** Start DATASET **
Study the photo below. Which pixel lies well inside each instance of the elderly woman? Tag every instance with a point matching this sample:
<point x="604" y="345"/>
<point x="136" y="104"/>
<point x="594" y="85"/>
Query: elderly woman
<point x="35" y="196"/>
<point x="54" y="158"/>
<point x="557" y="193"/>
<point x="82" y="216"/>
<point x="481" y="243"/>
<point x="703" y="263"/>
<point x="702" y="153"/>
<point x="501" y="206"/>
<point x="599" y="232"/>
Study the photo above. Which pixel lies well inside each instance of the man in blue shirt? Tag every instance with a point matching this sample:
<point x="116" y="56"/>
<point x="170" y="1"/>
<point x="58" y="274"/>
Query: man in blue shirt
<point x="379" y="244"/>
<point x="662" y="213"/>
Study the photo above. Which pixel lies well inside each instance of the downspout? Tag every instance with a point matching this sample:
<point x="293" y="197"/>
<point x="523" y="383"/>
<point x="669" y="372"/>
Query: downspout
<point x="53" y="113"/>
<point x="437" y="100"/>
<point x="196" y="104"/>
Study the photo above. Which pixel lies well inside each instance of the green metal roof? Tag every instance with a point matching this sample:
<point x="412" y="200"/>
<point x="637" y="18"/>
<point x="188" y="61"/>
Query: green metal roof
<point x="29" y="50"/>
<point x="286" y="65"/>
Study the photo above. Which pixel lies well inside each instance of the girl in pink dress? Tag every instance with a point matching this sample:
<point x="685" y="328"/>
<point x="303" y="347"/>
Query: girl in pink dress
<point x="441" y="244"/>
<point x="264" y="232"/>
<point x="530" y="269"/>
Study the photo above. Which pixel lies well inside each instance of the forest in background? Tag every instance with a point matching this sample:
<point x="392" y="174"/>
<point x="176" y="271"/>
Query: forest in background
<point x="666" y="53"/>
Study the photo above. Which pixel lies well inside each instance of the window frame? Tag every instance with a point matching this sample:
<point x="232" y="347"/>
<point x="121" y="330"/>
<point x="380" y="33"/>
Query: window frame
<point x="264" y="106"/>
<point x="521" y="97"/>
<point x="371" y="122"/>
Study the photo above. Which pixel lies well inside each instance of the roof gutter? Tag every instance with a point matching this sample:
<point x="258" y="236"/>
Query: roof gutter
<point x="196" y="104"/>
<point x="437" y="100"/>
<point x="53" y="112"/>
** End DATASET **
EXERCISE OBJECTIVE
Reproduce word for word the lines of the data that begin with the line containing "of the roof" and run through the final line of the data, both of those lines included.

OUTPUT OF THE TASK
Study the photo above. Which pixel lies well inside each instance of the roof gutter? Tag every instance with a point matching this sample:
<point x="258" y="236"/>
Query: roof gutter
<point x="196" y="104"/>
<point x="437" y="100"/>
<point x="53" y="112"/>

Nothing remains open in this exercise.